- Document excerpt:
■ ■ ■ ■ ■ ■ ■

By Saxone Akhaine, Kaduna
01 October 2018   |   5:11 am
The Ojise of Asaba and brother-in-law to former military president, Gen. Ibrahim Babangida (rtd), Chief Sunny Okogwu, is dead. Okogwu was the elder brother of the late Maryam Bababgida and president of Black Gold Company Limited. The Kaduna-based businessman and philanthropist reportedly died in a hospital in Abuja of an undisclosed illness at about 8:00p.m.…

Ibrahim Badamasi Babangida

The Ojise of Asaba and brother-in-law to former military president, Gen. Ibrahim Babangida (rtd), Chief Sunny Okogwu, is dead.

Okogwu was the elder brother of the late Maryam Bababgida and president of Black Gold Company Limited.

The Kaduna-based businessman and philanthropist reportedly died in a hospital in Abuja of an undisclosed illness at about 8:00p.m. on Saturday. He was in his early 80s.

A young man who claimed to be one of the sons of Okogwu and gave his name as Michael, confirmed the death of the former presidential candidate of the Republican Party of Nigeria in the 2007 presidential election.

The Ship House Residence of Okogwu on Ilorin road, Marafa estate, Kaduna, was quiet when The Guardian visited yesterday.

A guard, 63-year-old Yunusa Jibrin, confirmed the death of the late businessman.

The guard said: “The death of Chief Okogwu is a great loss to the ordinary Nigerians who benefited from his humanitarian gestures.

I have been with him since 1982 and he treated me like a son even though I am a Muslim.

“Despite my religion, he never discriminated against me. We members of the Sabon-Gaya Community in Chikun Local Government Area will miss him.

He brought development to the community. We will never forget him,” he said.

In his reaction, the lawmaker representing Kaduna Central Senatorial district, Senator Shehu Sani, said the death of Okogwu was a great loss to the people of Kaduna.

He described the deceased as an outstanding philanthropist and businessman who had touched the lives of the poor.

“For decades, his home became a hub for the needy and the downtrodden.

He was a true nationalist and a patriot who lived a life of service to humanity. He was ‘a poor man’s rich man’.

For those of us who were born or grew up in Kaduna, we can attest to his material intervention in all facets of life, aimed at uplifting the life of the ‘have nots’.

“ Okogwu built a ship house that became an ark for the marginalized and the underprivileged.

He was a Nigerian from Delta State who choose to live in the north in defiance to all sentiments, crisis and seasons of bloodshed that characterized and marked our history.”

■ ■ ■ ■ ■ ■ ■

- Records shown:
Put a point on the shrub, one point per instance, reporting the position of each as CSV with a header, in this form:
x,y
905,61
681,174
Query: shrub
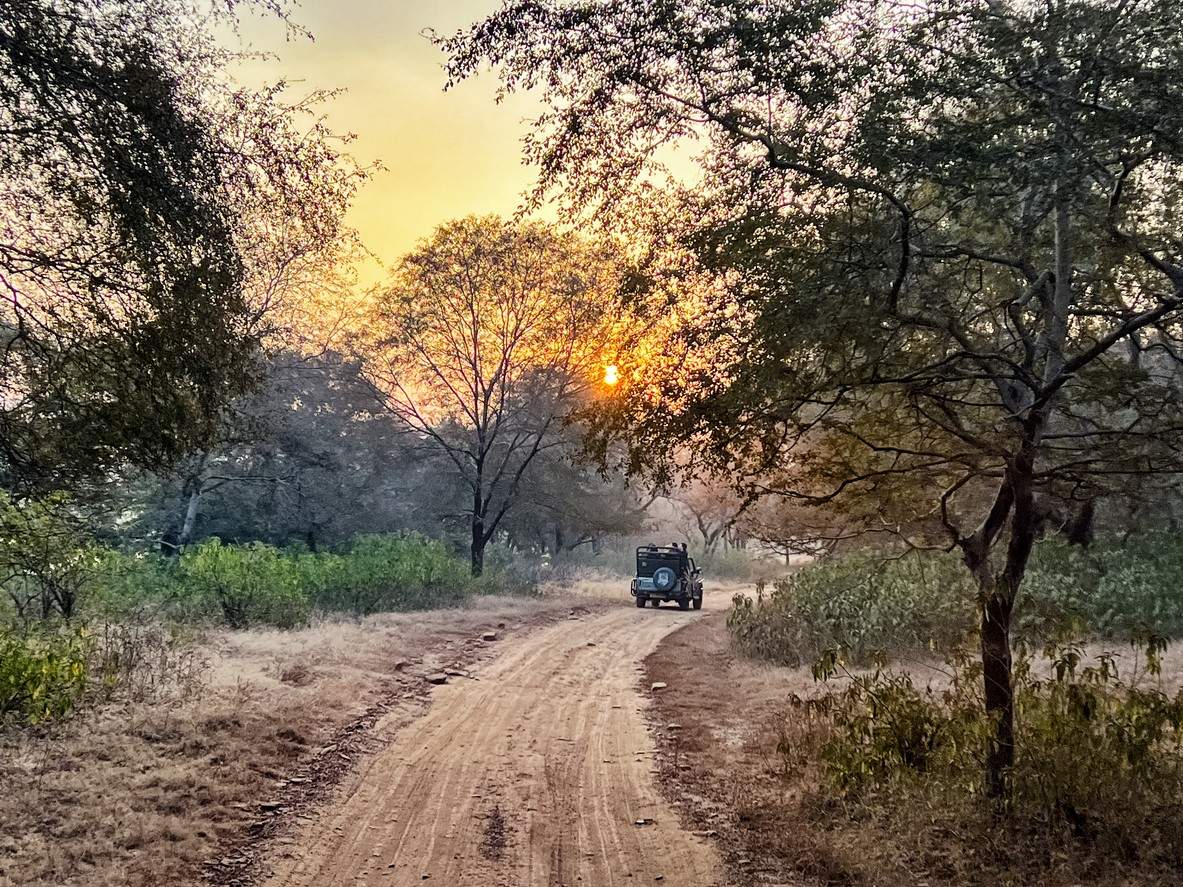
x,y
389,573
1097,758
246,584
43,674
865,606
46,556
860,604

■ ■ ■ ■ ■ ■ ■

- Check your understanding:
A - From the article on Chief Sunny Okogwu's death, write out the passage starting with "He brought development" and going on through "people of Kaduna.".
B - According to the article on Chief Sunny Okogwu's death, since what year had the guard Yunusa Jibrin been with Okogwu?
C - Translate this sentence from the article on Chief Sunny Okogwu's death into Spanish: "He described the deceased as an outstanding philanthropist and businessman who had touched the lives of the poor."

- Outputs by task:
A -
He brought development to the community. We will never forget him,” he said.

In his reaction, the lawmaker representing Kaduna Central Senatorial district, Senator Shehu Sani, said the death of Okogwu was a great loss to the people of Kaduna.

B - Since 1982.

C - Describió al difunto como un filántropo y empresario destacado que había tocado la vida de los pobres.